*YOUR ASSIGNMENT*
Could you return the entire listing below exactly as written?

========================================

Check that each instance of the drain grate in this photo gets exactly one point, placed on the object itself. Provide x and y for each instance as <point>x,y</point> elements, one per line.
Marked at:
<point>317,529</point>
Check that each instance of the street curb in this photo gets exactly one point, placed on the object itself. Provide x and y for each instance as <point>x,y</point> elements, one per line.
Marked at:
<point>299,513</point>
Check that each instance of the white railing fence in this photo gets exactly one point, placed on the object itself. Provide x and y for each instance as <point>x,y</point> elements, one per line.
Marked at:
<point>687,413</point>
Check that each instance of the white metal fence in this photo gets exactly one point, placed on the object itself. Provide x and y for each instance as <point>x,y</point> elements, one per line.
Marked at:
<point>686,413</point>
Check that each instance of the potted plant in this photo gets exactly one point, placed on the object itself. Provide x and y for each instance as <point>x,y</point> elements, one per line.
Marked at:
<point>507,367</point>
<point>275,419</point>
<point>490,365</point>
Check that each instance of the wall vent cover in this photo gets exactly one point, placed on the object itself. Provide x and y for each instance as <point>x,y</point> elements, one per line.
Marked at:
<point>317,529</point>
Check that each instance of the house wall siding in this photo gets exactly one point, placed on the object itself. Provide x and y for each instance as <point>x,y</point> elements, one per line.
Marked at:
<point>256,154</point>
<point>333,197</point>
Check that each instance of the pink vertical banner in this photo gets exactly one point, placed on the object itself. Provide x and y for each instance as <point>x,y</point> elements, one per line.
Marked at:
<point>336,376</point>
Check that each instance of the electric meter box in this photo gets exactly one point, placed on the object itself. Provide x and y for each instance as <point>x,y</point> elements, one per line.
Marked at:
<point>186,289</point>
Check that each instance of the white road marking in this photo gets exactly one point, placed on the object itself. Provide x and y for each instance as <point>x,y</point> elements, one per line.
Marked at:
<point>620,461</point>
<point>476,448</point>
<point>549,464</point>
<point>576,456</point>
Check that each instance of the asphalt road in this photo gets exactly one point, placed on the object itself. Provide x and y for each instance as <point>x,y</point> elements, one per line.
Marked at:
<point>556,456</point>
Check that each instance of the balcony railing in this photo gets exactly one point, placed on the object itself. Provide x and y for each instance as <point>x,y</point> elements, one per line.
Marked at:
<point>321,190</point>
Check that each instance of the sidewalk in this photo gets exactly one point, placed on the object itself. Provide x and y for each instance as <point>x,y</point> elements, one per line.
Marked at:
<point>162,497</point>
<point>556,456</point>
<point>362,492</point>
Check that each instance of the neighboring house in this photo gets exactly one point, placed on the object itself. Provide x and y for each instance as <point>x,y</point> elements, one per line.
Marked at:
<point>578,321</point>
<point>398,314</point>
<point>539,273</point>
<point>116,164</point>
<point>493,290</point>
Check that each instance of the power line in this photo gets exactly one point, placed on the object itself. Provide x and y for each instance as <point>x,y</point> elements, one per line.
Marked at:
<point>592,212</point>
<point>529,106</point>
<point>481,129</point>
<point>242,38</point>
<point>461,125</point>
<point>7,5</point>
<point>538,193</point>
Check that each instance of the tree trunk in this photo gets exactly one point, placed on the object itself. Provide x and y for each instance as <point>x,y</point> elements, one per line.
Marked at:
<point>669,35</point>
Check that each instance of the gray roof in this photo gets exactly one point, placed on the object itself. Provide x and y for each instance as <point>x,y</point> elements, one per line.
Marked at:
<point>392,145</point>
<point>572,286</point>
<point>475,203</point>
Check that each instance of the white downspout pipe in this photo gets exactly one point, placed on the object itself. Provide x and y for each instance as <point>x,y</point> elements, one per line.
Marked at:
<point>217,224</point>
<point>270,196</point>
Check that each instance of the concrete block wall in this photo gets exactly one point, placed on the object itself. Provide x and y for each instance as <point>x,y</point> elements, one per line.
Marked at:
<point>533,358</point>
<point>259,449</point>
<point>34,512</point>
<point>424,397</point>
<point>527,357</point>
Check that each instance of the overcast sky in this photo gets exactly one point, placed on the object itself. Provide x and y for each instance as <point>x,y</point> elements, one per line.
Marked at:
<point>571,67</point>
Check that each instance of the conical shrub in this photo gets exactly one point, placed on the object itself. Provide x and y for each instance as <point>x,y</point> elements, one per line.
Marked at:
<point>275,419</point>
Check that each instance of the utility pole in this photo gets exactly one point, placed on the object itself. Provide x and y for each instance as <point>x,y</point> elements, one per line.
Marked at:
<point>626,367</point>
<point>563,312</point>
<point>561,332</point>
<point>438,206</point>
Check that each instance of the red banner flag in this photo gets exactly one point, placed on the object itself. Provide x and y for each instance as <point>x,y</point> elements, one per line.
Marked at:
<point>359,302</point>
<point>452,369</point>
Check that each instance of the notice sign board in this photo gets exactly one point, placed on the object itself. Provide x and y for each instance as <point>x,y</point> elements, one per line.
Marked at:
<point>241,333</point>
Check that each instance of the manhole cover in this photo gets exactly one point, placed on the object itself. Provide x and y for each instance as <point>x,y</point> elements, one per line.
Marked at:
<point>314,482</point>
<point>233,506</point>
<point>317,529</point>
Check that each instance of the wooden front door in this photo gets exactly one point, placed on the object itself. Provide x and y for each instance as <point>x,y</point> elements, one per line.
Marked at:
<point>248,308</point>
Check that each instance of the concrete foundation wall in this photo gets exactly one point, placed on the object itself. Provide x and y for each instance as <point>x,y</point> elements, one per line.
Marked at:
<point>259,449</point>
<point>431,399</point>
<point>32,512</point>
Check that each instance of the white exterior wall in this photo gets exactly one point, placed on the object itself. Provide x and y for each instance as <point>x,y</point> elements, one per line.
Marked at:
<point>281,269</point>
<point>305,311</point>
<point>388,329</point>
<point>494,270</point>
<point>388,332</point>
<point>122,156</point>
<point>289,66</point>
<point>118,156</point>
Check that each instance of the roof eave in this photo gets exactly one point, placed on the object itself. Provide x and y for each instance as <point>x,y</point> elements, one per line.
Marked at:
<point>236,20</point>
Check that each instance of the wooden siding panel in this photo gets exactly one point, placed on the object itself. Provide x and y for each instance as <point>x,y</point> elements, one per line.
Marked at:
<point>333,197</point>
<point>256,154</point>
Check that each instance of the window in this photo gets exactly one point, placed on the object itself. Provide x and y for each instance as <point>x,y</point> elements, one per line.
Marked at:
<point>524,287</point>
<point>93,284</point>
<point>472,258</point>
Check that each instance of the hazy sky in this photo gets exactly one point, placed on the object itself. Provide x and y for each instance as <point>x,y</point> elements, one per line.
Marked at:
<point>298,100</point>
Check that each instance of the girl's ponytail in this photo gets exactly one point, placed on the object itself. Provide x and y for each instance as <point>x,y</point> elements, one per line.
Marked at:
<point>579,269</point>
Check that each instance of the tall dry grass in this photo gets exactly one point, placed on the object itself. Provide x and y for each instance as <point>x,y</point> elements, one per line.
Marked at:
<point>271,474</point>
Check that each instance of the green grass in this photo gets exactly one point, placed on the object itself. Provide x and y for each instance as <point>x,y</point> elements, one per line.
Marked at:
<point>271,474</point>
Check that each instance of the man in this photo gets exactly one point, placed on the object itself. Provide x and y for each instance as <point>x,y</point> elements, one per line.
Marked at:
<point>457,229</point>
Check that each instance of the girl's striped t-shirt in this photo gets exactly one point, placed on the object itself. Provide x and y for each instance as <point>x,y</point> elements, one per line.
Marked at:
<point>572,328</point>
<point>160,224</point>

========================================

*ANSWER SECTION*
Check that each instance of the drain grate in this photo gets exactly one point, placed on the object itself. Provide x and y for each instance as <point>x,y</point> elements, one per line.
Marked at:
<point>317,529</point>
Check that each instance of the street curb in this photo gets exactly one point, placed on the object itself. Provide x and y for each instance as <point>x,y</point> elements, one per line.
Marked at:
<point>299,513</point>
Check that each instance of the white railing fence in this photo gets exactly one point, placed on the object itself. Provide x and y for each instance as <point>x,y</point> elements, one per line.
Marked at:
<point>687,413</point>
Check that each instance of the white metal fence in this photo gets exactly one point, placed on the object itself. Provide x and y for each instance as <point>x,y</point> elements, one per line.
Marked at:
<point>686,413</point>
Check that each instance of the potted plant in this photo gets exactly one point, placed on the object itself. Provide x and y for each instance as <point>x,y</point> elements, one per line.
Marked at:
<point>507,367</point>
<point>275,419</point>
<point>490,365</point>
Check that each instance of the wall vent cover in this photo gets exactly one point, placed on the object itself. Provide x and y for each instance as <point>x,y</point> elements, one per line.
Marked at:
<point>317,529</point>
Check that each instance of the house wall siding in this photo gets exactly one point, placed on the object itself. Provide x and y for each instance as <point>x,y</point> elements, one per line.
Marked at:
<point>256,154</point>
<point>333,197</point>
Check that each instance of the pink vertical banner in this photo gets exactly one point, placed on the object itself. Provide x and y for each instance as <point>x,y</point> elements, one per line.
Marked at:
<point>336,376</point>
Check that each instance of the electric meter box in this photo gets exactly one point, placed on the object itself. Provide x and y for each instance as <point>x,y</point> elements, one per line.
Marked at:
<point>186,289</point>
Check that each instance of the white road marking in this photo gets exactly one point, placed on the object itself. Provide x and y for each instance as <point>x,y</point> elements, one per line.
Marked at:
<point>620,461</point>
<point>476,448</point>
<point>549,464</point>
<point>576,456</point>
Check that each instance of the asphalt road in this photo gets exactly one point, placed on the object itself. Provide x and y for each instance as <point>x,y</point> elements, one per line.
Marked at:
<point>556,456</point>
Check that each instance of the balcony railing in this photo gets exactly one point, placed on the object itself. Provide x and y for each instance as <point>x,y</point> elements, one per line.
Marked at:
<point>321,190</point>
Check that each instance of the sidewalk in this photo gets exactly one point, placed on the object itself. Provide x and y for each instance as <point>x,y</point> elements, one per line.
Marked at:
<point>162,497</point>
<point>556,456</point>
<point>362,492</point>
Check that each instance of the neighboring house in this photo gets exactly one point, placed on the object itself. Provide x and y for each instance as <point>x,y</point> elements, one per line.
Marked at:
<point>578,321</point>
<point>398,314</point>
<point>539,273</point>
<point>116,164</point>
<point>493,290</point>
Check that each instance of the power line in this photo gets exactly one point, placed on the object itself. Provide x and y for each instance as <point>x,y</point> elements, one per line.
Marked at:
<point>592,212</point>
<point>529,106</point>
<point>481,129</point>
<point>242,38</point>
<point>461,125</point>
<point>7,5</point>
<point>538,193</point>
Check that each instance of the tree trunk in this photo gets exactly one point, placed on the object itself. Provide x and y for each instance as <point>x,y</point> elements, one per line.
Marked at:
<point>669,35</point>
Check that each instance of the gray roof in this photo gets exactly one point, placed on the object itself. Provide x and y for each instance as <point>x,y</point> elements, one per line.
Marked at:
<point>392,145</point>
<point>572,286</point>
<point>475,203</point>
Check that each instance of the white downspout pipe in this photo gets exactly one point, placed on the object itself. Provide x and y for each instance as <point>x,y</point> elements, one per line.
Marked at:
<point>217,224</point>
<point>270,196</point>
Check that each instance of the concrete block wall in this photo gets exactly one point, placed on the object itself. Provide x and y for each instance as <point>x,y</point> elements, one per line.
Marked at:
<point>533,358</point>
<point>259,449</point>
<point>34,512</point>
<point>424,397</point>
<point>527,357</point>
Check that each instance of the overcast sky in this photo gets exactly one point, placed on the object itself. Provide x and y for each instance as <point>x,y</point> elements, one per line.
Marked at:
<point>571,67</point>
Check that each instance of the conical shrub in this photo gets exactly one point, placed on the object itself. Provide x and y for each instance as <point>x,y</point> elements, one per line.
Marked at:
<point>275,419</point>
Check that each instance of the utility pole in this photo gets exactly one point, placed on the object itself. Provide x and y for each instance as <point>x,y</point> elements, one per line.
Marked at:
<point>626,367</point>
<point>563,312</point>
<point>561,332</point>
<point>438,206</point>
Check that each instance of the red banner flag in this photo gets exactly one point, placed on the object itself. Provide x and y for each instance as <point>x,y</point> elements, one per line.
Marked at:
<point>359,302</point>
<point>452,369</point>
Check that each instance of the notice sign board in this photo gets exactly one point, placed on the object itself. Provide x and y for each instance as <point>x,y</point> elements, one per line.
Marked at:
<point>241,333</point>
Check that each instance of the manhole cover in this photo gets exactly one point, placed on the object itself. Provide x and y for each instance as <point>x,y</point> elements, one per line.
Marked at:
<point>314,482</point>
<point>233,506</point>
<point>317,529</point>
Check that each instance of the wooden front door in this photo gets exactly one point, placed on the object itself. Provide x and y for each instance as <point>x,y</point> elements, one per line.
Marked at:
<point>248,308</point>
Check that each instance of the concrete foundation wall in this photo gets exactly one point, placed on the object itself. Provide x and y for each instance as <point>x,y</point> elements, one per line.
Marked at:
<point>259,449</point>
<point>431,399</point>
<point>32,512</point>
Check that each instance of the white exterior wall in this photo gets exactly one point, placed on the object itself. Provide x and y for each instance as <point>x,y</point> elements, one per line.
Marked at:
<point>281,269</point>
<point>305,311</point>
<point>388,329</point>
<point>494,270</point>
<point>388,332</point>
<point>122,156</point>
<point>289,66</point>
<point>118,156</point>
Check that each instance of the roof eave in this photo gets exactly one point, placed on the object itself. Provide x and y for each instance as <point>x,y</point> elements, one per line.
Marked at:
<point>236,20</point>
Check that each instance of the wooden siding panel in this photo gets exactly one point, placed on the object itself. Provide x and y for each instance as <point>x,y</point> elements, one per line.
Marked at:
<point>333,197</point>
<point>256,154</point>
Check that each instance of the window in this photo gets exactly one point, placed on the object itself. Provide x and y for each instance as <point>x,y</point> elements, one per line.
Marked at:
<point>524,287</point>
<point>93,284</point>
<point>472,258</point>
Check that each instance of the hazy sky in this photo gets exactly one point, placed on the object itself. Provide x and y for each instance as <point>x,y</point> elements, one per line.
Marked at:
<point>298,100</point>
Check that each instance of the girl's ponytail in this photo gets exactly one point, placed on the object itself. Provide x and y for each instance as <point>x,y</point> elements, one per line.
Marked at:
<point>579,269</point>
Check that each instance of the tall dry grass in this photo gets exactly one point, placed on the object itself. Provide x and y for each instance as <point>x,y</point> elements, one per line.
Marked at:
<point>271,474</point>
Check that each instance of the green grass in this photo gets exactly one point, placed on the object itself. Provide x and y for each instance as <point>x,y</point> elements, one per line.
Marked at:
<point>271,474</point>
Check that each instance of the man in this photo gets exactly one point, placed on the object itself. Provide x and y for each instance as <point>x,y</point> elements, one per line.
Marked at:
<point>457,229</point>
Check that each instance of the girl's striped t-shirt in this photo gets exactly one point, placed on the object itself. Provide x and y for each instance as <point>x,y</point> elements, one per line.
Marked at:
<point>572,328</point>
<point>160,224</point>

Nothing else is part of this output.